**Exercise details**
Can you copy out the data below with every "backpack" swapped for "rucksack" and nothing else changed?
* BEGIN Stored data *
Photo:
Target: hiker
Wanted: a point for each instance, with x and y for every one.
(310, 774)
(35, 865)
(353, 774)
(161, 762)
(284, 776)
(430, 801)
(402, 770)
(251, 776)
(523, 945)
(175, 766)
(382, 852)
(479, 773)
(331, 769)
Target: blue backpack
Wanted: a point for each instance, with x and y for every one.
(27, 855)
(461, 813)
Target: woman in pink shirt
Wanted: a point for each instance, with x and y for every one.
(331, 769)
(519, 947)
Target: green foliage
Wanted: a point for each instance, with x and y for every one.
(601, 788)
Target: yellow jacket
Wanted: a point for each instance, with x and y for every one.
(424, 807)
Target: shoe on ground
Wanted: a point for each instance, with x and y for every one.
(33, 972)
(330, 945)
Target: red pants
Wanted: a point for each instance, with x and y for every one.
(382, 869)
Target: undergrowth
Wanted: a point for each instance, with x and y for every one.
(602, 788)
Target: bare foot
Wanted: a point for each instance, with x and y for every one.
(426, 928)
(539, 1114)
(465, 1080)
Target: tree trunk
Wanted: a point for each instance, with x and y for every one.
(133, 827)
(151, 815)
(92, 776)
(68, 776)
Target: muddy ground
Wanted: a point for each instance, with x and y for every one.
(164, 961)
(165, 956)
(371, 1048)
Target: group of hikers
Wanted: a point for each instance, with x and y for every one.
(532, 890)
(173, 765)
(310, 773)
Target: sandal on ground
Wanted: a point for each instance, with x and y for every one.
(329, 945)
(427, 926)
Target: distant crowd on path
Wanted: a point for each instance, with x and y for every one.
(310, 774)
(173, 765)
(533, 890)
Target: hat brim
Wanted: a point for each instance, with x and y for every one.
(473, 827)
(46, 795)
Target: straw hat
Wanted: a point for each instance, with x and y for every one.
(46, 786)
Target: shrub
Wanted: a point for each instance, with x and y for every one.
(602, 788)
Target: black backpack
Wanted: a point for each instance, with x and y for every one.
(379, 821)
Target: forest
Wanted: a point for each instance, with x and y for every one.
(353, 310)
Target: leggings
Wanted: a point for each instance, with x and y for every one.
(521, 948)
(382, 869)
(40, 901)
* END Stored data *
**Answer to this exercise**
Photo:
Target: hiker
Wanted: a point for each instance, with x and y for every one.
(310, 774)
(35, 865)
(353, 774)
(161, 762)
(284, 776)
(430, 801)
(402, 770)
(251, 776)
(523, 945)
(175, 766)
(382, 852)
(479, 773)
(331, 769)
Target: blue rucksack
Wanted: a point for each instance, with x and y for every one.
(27, 855)
(461, 813)
Target: woman in pink shirt
Wanted: a point for each instance, with x and y for every one.
(331, 769)
(519, 947)
Target: green foliage
Wanted: a point for each instance, with x and y for every one.
(601, 788)
Target: yellow jacket
Wanted: a point for each instance, with x and y for every one.
(424, 807)
Target: shoe on ground
Wanted: a point for each instance, with x and y for every one.
(33, 972)
(330, 945)
Target: red pants
Wanted: a point for each instance, with x and y for every one.
(382, 869)
Target: undergrowth
Wanted: a point for each instance, with x and y for every one.
(602, 788)
Target: bare foot
Wanted: a point for each instance, with x and y for every one.
(426, 928)
(539, 1114)
(465, 1080)
Target: tree trunk
Wanted: a point for each instance, with x and y for every one.
(133, 827)
(151, 815)
(92, 776)
(68, 776)
Target: muddy ground
Wanted: a point for each instance, with x and y for every one.
(164, 961)
(165, 956)
(371, 1048)
Target: group of hikers
Wanted: a point for each instance, with x and y for every one.
(532, 890)
(173, 765)
(310, 773)
Target: sandal on ground
Wanted: a point for each instance, with x and y for every one.
(329, 945)
(427, 926)
Target: distant crowd on path
Wanted: a point for each instance, with x and y for every one.
(310, 774)
(173, 765)
(533, 890)
Target: hat brim
Wanted: a point for each instance, with x and y for every one.
(473, 827)
(46, 795)
Target: straw hat
Wanted: a point for each instance, with x and y for every one.
(46, 786)
Target: shrub
Wanted: a point for each instance, with x and y for every one.
(602, 788)
Target: black rucksack
Wanted: a point for each instance, with x and y for every one.
(379, 821)
Target: forest
Wanted: a point for each instance, with x and y for every one.
(353, 310)
Target: leggings
Wanted: a point for each instance, with x and y for every one.
(521, 948)
(382, 869)
(40, 901)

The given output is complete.